** Exercise goal **
Please extract each line of the material below that contains the word "facade". Case counts.
((
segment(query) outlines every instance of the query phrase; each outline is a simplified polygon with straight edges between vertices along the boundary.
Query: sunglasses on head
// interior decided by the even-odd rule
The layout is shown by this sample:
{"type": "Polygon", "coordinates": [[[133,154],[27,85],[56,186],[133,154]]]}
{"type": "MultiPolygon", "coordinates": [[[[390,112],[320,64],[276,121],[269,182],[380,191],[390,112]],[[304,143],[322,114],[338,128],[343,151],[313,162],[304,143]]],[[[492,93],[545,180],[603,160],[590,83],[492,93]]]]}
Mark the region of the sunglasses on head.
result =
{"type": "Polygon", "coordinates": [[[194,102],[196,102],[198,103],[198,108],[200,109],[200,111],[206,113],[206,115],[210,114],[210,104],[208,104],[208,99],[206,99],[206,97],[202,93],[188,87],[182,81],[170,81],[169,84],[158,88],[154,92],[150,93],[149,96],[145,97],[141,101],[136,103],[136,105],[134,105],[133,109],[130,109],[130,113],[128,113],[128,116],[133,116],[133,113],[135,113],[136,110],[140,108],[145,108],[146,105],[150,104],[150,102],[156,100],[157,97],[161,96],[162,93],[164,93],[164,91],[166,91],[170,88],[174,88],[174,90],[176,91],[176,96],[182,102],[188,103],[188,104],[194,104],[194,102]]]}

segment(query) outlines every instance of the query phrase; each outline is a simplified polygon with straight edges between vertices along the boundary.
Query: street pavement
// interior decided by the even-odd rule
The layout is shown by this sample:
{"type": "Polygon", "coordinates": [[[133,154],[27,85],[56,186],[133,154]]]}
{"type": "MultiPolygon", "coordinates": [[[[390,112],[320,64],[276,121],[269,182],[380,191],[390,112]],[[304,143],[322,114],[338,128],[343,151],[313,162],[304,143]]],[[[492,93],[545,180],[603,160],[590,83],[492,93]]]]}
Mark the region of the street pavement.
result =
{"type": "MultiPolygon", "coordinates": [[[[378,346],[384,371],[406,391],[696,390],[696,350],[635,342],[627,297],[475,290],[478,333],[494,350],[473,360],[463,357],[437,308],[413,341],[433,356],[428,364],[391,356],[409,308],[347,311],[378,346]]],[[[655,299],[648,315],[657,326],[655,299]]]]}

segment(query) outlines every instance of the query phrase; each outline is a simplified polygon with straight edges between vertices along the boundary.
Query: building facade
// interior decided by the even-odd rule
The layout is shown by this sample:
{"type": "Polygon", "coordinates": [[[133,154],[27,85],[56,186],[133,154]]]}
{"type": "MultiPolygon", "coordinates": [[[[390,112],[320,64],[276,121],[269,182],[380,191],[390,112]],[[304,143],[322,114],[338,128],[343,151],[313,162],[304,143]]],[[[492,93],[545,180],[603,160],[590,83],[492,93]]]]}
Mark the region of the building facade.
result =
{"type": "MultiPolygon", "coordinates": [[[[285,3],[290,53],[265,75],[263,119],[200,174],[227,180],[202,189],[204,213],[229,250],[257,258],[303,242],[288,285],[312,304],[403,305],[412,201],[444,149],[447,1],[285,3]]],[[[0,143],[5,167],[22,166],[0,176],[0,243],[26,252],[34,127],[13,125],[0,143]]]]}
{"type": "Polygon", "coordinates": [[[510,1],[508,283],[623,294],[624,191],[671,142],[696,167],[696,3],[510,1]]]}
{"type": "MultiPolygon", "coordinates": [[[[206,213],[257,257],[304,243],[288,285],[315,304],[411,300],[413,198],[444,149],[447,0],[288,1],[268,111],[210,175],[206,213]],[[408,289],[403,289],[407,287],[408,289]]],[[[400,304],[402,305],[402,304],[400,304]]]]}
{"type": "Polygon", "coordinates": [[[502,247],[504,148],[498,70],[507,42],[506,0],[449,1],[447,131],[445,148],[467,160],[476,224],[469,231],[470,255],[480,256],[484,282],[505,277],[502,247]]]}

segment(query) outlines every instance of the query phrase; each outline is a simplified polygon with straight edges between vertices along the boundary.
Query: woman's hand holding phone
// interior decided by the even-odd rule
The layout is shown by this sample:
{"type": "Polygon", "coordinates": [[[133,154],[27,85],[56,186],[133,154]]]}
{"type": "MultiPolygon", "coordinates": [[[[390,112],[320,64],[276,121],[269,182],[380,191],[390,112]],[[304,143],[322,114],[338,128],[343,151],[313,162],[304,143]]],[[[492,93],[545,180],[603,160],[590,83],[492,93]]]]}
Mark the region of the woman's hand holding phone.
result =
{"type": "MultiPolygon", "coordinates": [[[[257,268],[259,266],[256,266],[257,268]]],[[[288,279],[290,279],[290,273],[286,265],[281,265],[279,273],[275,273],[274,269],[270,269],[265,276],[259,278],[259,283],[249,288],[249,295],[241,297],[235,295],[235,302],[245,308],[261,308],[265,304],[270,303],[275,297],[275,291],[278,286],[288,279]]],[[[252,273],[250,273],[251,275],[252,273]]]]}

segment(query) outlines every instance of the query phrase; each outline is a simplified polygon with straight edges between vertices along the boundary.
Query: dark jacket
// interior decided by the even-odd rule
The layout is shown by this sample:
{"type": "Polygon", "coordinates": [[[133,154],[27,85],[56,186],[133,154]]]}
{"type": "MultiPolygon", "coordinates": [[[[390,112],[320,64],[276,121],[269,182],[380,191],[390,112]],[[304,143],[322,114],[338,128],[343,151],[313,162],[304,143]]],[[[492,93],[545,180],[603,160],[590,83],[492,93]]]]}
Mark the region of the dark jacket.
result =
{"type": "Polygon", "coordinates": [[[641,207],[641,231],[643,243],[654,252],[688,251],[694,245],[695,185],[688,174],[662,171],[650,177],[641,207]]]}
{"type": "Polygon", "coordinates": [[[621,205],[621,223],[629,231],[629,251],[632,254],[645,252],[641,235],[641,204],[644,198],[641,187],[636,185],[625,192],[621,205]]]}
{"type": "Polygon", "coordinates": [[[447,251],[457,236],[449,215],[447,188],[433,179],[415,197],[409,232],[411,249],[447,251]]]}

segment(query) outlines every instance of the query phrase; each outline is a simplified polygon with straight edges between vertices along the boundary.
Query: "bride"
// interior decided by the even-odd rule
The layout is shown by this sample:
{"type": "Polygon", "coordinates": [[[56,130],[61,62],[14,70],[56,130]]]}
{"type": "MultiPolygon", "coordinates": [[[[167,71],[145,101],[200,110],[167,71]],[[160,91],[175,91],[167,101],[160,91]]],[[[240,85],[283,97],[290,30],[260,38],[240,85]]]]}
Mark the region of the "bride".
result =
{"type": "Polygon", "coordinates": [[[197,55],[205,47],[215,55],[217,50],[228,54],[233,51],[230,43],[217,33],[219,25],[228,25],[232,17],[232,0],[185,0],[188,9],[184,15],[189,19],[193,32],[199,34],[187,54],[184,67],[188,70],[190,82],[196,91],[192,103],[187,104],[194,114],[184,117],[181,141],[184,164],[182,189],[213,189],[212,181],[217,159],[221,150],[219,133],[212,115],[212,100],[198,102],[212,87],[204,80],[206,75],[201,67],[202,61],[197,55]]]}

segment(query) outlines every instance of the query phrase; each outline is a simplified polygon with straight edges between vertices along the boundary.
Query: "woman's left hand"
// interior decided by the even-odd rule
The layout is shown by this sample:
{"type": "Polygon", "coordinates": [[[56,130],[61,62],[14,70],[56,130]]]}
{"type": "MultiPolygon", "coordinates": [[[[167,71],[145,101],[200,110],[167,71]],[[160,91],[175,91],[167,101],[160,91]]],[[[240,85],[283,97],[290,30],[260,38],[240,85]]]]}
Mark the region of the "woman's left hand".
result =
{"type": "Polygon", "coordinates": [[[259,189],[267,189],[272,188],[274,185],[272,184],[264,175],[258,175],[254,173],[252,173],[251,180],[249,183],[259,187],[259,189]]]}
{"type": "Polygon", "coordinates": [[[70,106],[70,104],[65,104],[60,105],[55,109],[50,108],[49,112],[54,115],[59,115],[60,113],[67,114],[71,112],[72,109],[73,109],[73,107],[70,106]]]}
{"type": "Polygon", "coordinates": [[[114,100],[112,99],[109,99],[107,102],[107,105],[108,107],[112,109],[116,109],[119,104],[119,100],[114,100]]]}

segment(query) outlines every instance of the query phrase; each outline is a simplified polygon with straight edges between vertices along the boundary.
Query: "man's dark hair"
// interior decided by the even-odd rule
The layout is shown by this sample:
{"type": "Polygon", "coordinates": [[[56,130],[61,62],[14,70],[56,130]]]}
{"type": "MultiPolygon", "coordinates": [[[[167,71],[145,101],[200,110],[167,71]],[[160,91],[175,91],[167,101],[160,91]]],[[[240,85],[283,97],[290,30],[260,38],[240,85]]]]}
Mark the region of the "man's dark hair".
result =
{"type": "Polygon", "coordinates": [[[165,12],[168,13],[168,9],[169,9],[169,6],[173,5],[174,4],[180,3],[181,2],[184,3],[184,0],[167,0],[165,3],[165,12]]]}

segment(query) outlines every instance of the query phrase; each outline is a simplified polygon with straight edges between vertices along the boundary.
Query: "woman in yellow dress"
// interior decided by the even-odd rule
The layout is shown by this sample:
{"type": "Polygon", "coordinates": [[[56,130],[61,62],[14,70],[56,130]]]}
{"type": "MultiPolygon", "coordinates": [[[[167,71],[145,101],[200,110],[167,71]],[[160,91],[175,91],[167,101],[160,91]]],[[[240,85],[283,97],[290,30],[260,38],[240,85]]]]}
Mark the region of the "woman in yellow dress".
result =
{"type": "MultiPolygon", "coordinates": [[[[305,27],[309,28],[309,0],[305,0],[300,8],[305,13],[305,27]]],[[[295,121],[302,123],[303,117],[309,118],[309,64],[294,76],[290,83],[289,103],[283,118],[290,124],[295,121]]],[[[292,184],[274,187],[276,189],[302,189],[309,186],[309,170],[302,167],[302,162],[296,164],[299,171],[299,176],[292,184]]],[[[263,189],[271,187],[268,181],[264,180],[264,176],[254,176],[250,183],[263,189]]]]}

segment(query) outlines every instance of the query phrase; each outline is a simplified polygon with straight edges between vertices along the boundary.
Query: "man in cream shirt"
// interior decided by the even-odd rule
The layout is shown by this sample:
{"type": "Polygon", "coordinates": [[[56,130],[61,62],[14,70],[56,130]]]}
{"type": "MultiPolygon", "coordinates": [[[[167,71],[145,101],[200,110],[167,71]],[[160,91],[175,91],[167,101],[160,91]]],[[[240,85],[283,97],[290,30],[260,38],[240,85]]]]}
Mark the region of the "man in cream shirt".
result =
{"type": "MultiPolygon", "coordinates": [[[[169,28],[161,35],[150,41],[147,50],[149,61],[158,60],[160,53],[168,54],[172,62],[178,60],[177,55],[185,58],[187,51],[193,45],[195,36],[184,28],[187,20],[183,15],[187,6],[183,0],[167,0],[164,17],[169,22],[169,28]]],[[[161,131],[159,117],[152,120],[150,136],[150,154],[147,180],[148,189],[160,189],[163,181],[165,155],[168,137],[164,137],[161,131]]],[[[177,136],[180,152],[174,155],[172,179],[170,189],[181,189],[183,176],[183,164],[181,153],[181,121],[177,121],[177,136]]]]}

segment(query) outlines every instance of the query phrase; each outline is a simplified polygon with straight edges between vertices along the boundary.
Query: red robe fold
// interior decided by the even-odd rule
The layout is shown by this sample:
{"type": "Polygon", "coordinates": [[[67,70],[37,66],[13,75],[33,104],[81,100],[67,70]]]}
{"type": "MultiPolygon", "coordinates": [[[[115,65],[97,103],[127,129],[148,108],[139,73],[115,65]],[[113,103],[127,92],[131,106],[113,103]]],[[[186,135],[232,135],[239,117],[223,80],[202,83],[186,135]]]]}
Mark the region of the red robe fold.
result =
))
** Answer to this task **
Query: building facade
Mark the region of the building facade.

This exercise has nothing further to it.